Segment Start: Task material
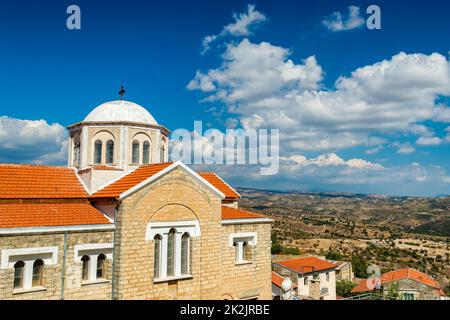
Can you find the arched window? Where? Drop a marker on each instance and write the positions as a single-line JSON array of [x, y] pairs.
[[38, 268], [85, 273], [18, 274], [76, 155], [98, 152], [146, 152], [157, 256], [101, 266], [185, 253], [245, 251], [171, 253], [135, 152], [162, 153], [110, 151]]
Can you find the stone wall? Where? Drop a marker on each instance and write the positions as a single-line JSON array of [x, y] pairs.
[[179, 197], [52, 274]]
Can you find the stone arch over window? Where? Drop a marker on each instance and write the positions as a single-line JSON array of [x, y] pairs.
[[146, 152], [135, 152], [185, 253], [171, 252], [103, 147], [110, 151], [18, 274], [101, 266], [38, 272], [157, 256], [162, 150], [85, 268], [98, 146], [139, 154]]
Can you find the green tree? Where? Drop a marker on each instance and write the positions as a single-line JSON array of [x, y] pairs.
[[344, 288], [392, 291], [359, 266], [333, 254], [447, 290], [276, 248]]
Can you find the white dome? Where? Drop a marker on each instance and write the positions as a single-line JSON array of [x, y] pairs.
[[120, 111]]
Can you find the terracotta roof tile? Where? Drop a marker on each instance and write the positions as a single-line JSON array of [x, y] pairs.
[[306, 264], [39, 182], [407, 273], [278, 280], [217, 182], [115, 189], [234, 213], [21, 215]]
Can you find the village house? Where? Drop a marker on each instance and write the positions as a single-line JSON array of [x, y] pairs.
[[315, 278], [343, 270], [408, 283], [122, 222]]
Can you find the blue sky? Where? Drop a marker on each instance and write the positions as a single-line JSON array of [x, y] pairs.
[[381, 130]]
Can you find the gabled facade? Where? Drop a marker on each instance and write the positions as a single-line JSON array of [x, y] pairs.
[[127, 230]]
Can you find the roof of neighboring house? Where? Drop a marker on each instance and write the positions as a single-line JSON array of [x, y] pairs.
[[278, 280], [366, 285], [116, 188], [408, 273], [39, 182], [22, 215], [217, 182], [235, 213], [307, 264]]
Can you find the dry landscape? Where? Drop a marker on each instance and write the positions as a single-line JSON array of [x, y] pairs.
[[392, 232]]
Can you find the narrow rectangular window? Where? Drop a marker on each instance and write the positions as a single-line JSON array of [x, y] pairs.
[[18, 274], [185, 254], [157, 257], [171, 253]]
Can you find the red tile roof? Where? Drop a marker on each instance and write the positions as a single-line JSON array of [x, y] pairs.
[[234, 213], [21, 215], [278, 280], [115, 189], [217, 182], [366, 285], [39, 182], [307, 264], [142, 173], [408, 273]]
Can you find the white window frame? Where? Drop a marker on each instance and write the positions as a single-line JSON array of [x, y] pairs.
[[191, 227], [49, 255], [93, 250], [251, 238]]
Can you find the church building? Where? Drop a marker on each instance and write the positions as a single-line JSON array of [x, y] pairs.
[[123, 222]]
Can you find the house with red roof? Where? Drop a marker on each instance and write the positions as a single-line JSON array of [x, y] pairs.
[[315, 278], [122, 222], [409, 283]]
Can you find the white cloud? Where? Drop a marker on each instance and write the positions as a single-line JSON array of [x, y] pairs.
Segment End: Task material
▶ **Action item**: Set down the lines above exactly as written. Begin at the line containing "Can you find the gabled" and stop after the last line.

▶ **Task response**:
Can you find the gabled facade? Where? Drop a marker on each instance and write the positions as a single-line JSON array of [x, y] pairs.
[[127, 230]]
Can you find the roof of neighboring house? Where? Drop a marker on each instance and write the positions as a single-line JSON array of [x, y] pairs.
[[278, 280], [366, 285], [116, 188], [408, 273], [39, 182], [22, 215], [217, 182], [235, 213], [307, 264]]
Can you find the dry landscape? Where? Drop a marker on each instance and write the positions as a single-line JSON array of [x, y] pairs.
[[392, 232]]
Can you find the narrow rectangular window? Where? Drop a marker on each instance and write the positions as a single-line JSON array of [x, y] pairs.
[[18, 274], [185, 254], [157, 257], [171, 253]]
Can you find the red tile roof? Where? Drop a marker on each instance and write the positions as a single-line JSON array of [x, y] pairs.
[[234, 213], [21, 215], [278, 280], [115, 189], [217, 182], [366, 285], [39, 182], [307, 264], [142, 173], [408, 273]]
Can you find the white window frame? Where? Drop a marker on each instance and write the positions as a single-line JSON array of [x, y] pairs.
[[191, 227], [49, 255], [93, 250], [251, 238]]
Can you find the church building? Where? Drop a marker on each instance and write the positions as a single-line JSON array of [x, y] pairs.
[[123, 222]]
Can you find the house with red roof? Where? Drop a marker on each instance and write the positions as a single-line JSON array of [x, y] pairs.
[[315, 278], [122, 222], [409, 283]]
Can you find the white cloud? Where? Drop a marker on each instance and write the positions as a single-line JSON array of [x, y] pairs.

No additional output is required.